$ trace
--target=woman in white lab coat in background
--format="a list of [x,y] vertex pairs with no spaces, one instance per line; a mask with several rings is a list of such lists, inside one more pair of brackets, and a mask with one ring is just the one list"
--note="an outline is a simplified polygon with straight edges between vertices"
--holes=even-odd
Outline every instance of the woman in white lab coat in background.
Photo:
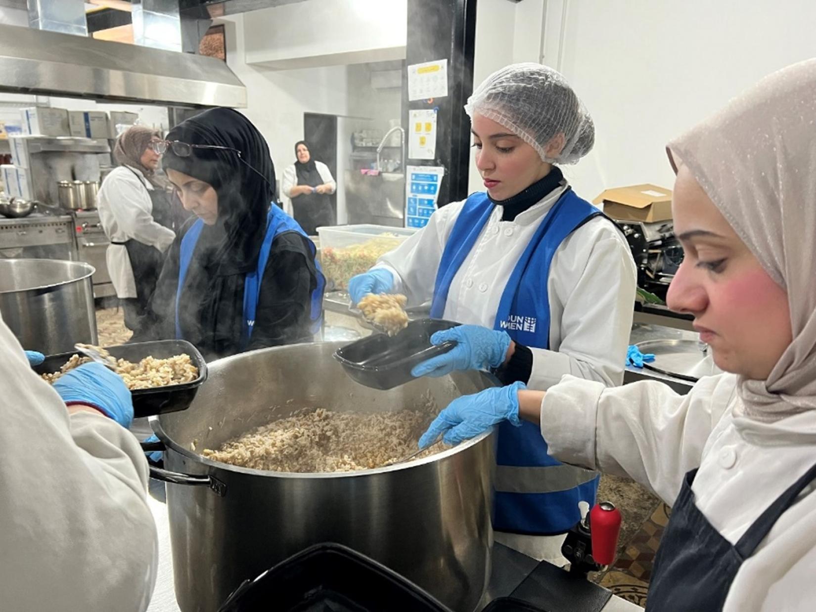
[[685,396],[565,377],[453,401],[420,441],[540,426],[562,461],[629,476],[672,506],[647,609],[816,602],[816,60],[761,81],[668,146],[685,259],[668,306],[716,365]]
[[[620,384],[632,327],[636,269],[610,220],[579,197],[559,164],[592,148],[592,118],[557,71],[507,66],[468,100],[476,163],[486,193],[448,204],[397,250],[353,277],[349,293],[401,293],[431,301],[431,316],[470,324],[434,335],[450,353],[415,376],[491,367],[514,392],[572,374]],[[561,539],[593,503],[597,475],[561,465],[531,425],[499,428],[497,539],[559,559]]]
[[287,212],[308,236],[317,228],[335,224],[335,211],[329,197],[337,189],[329,166],[312,157],[304,140],[295,144],[295,163],[283,171],[283,195],[291,201]]
[[123,132],[113,149],[119,166],[105,177],[97,198],[100,222],[110,241],[108,273],[133,339],[139,339],[139,322],[175,237],[170,199],[155,174],[162,156],[151,148],[161,140],[159,132],[144,126]]

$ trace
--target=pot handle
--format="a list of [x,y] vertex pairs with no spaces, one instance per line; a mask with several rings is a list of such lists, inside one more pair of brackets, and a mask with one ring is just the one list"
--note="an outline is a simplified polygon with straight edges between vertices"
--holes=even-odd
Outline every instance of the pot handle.
[[174,485],[188,485],[191,486],[206,485],[218,494],[219,497],[224,497],[227,494],[227,486],[213,476],[184,474],[181,472],[171,472],[163,468],[151,465],[150,477]]

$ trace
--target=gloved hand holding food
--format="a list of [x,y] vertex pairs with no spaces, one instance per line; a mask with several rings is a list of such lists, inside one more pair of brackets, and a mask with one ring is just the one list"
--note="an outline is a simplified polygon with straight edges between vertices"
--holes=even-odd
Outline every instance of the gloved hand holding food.
[[477,325],[460,325],[437,331],[431,343],[438,345],[455,340],[456,346],[447,353],[432,357],[416,366],[414,376],[444,376],[455,370],[486,370],[499,367],[507,359],[510,336],[505,331],[495,331]]
[[525,388],[524,383],[519,381],[457,397],[433,419],[419,438],[419,448],[432,444],[440,434],[444,434],[442,441],[454,445],[476,437],[502,421],[520,427],[518,392]]
[[651,353],[643,353],[641,349],[634,344],[631,345],[626,352],[626,365],[634,366],[637,368],[643,367],[644,363],[650,363],[654,361],[654,354]]
[[122,427],[133,420],[133,398],[118,374],[100,363],[86,363],[62,375],[54,389],[66,404],[85,404]]
[[348,295],[352,304],[357,304],[370,293],[390,293],[394,286],[394,276],[382,268],[375,268],[348,281]]

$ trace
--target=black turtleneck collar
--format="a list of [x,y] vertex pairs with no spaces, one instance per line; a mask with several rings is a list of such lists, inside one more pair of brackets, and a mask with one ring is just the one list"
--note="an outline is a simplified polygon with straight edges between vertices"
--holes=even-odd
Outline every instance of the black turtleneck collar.
[[[490,197],[490,202],[496,206],[504,207],[502,213],[503,221],[515,221],[516,217],[530,206],[541,202],[544,196],[558,187],[563,178],[564,175],[561,174],[561,169],[553,166],[547,176],[535,181],[526,189],[523,189],[512,197],[508,197],[501,202],[497,202]],[[490,197],[490,195],[488,195],[488,197]]]

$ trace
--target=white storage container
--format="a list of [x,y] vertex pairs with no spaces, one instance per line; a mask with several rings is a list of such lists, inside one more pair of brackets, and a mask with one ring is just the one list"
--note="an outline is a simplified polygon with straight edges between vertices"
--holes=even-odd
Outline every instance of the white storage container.
[[416,231],[370,224],[317,228],[326,290],[347,290],[349,278],[368,270]]
[[104,110],[72,110],[68,113],[71,135],[78,138],[107,139],[108,113]]
[[23,134],[34,136],[69,136],[68,110],[51,106],[20,109]]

::::

Objective>
Print all of the entries word for word. Skip any images they contain.

In response>
$ trace
--target=woman in white lab coat in background
--format="a list of [x,y] vertex pairs with no spaces, one instance per line; a mask with several rings is a list of such lists, inside one more pair of brackets, and a mask with one ring is just the one list"
--note="an outline is a simplified polygon with straight edges between vertices"
--holes=even-odd
Outline every instance of the woman in white lab coat in background.
Photo:
[[685,396],[565,377],[453,401],[420,441],[540,426],[562,461],[629,476],[672,506],[647,609],[816,602],[816,60],[761,81],[668,146],[685,259],[668,306],[716,365]]
[[[620,384],[632,327],[636,269],[610,220],[579,197],[559,164],[592,148],[592,118],[557,71],[507,66],[468,100],[476,163],[486,193],[448,204],[397,250],[353,277],[349,293],[401,293],[431,301],[431,316],[470,324],[434,335],[450,353],[415,376],[491,367],[514,392],[572,374]],[[561,539],[593,503],[597,475],[561,465],[531,425],[499,428],[497,539],[559,559]]]
[[287,212],[308,236],[317,228],[335,224],[335,211],[329,197],[337,189],[329,166],[312,157],[304,140],[295,144],[295,163],[283,171],[283,195],[291,201]]
[[123,132],[113,149],[119,166],[105,177],[97,198],[100,222],[110,241],[108,273],[133,339],[139,339],[139,322],[175,237],[170,199],[155,174],[162,156],[151,148],[161,140],[159,132],[144,126]]

$ trace
--target=pot handle
--format="a list of [x,y] vertex pairs with no spaces, one instance per line; a mask with several rings is a list of such lists, inside one more pair of brackets, and a mask with one ring is just the one list"
--note="an outline is a simplified polygon with straight edges between vertices"
--holes=even-odd
Outline every instance of the pot handle.
[[174,485],[188,485],[191,486],[206,485],[218,494],[219,497],[224,497],[227,494],[227,486],[213,476],[184,474],[181,472],[171,472],[163,468],[151,465],[150,477]]

$ trace
--target=gloved hand holding food
--format="a list of [x,y] vertex pairs with no spaces, one instance per line; a mask with several rings is a list of such lists, inside one more pair of brackets, and a mask with one ring is just the one list"
--note="an outline is a simplified polygon with straight edges between vertices"
--holes=even-odd
Outline every instance of the gloved hand holding food.
[[477,325],[460,325],[437,331],[431,343],[438,345],[455,340],[456,346],[447,353],[432,357],[416,366],[414,376],[444,376],[455,370],[486,370],[499,367],[507,359],[510,336],[505,331],[495,331]]
[[525,388],[524,383],[519,381],[457,397],[433,419],[419,438],[419,448],[432,444],[440,434],[444,434],[442,441],[454,445],[476,437],[502,421],[520,427],[518,392]]
[[651,353],[643,353],[641,349],[634,344],[631,345],[626,352],[626,365],[634,366],[637,368],[643,367],[644,363],[650,363],[654,361],[654,354]]
[[122,427],[133,420],[133,398],[118,374],[100,363],[86,363],[62,375],[54,389],[66,404],[85,404]]
[[348,295],[352,304],[357,304],[370,293],[390,293],[394,286],[394,276],[382,268],[375,268],[348,281]]

$ trace
--target=black turtleneck collar
--format="a list of [x,y] vertex pairs with no spaces, one instance per line; a mask with several rings is a list of such lists, inside one more pair of brackets, and a mask with one ring is just the one list"
--note="an outline is a simplified polygon with straight edges between vertices"
--holes=even-odd
Outline every instance of the black turtleneck collar.
[[[490,197],[490,202],[496,206],[504,207],[502,213],[503,221],[515,221],[516,217],[530,206],[541,202],[544,196],[558,187],[563,178],[564,175],[561,174],[561,169],[553,166],[547,176],[535,181],[526,189],[523,189],[512,197],[508,197],[501,202],[497,202]],[[490,197],[490,195],[488,195],[488,197]]]

$ trace
--target=white storage container
--format="a list of [x,y] vertex pairs with no spaces, one instance per line; a mask with several rings is a list of such lists, inside one more pair of brackets, and a mask with one ring is just the one list"
--note="an outline is a simplified polygon with straight edges between vertices"
--holes=even-odd
Outline every instance of the white storage container.
[[416,231],[370,224],[317,228],[326,290],[347,290],[349,278],[368,270]]
[[104,110],[72,110],[68,113],[71,135],[78,138],[107,139],[108,113]]
[[23,134],[34,136],[69,136],[68,110],[51,106],[20,109]]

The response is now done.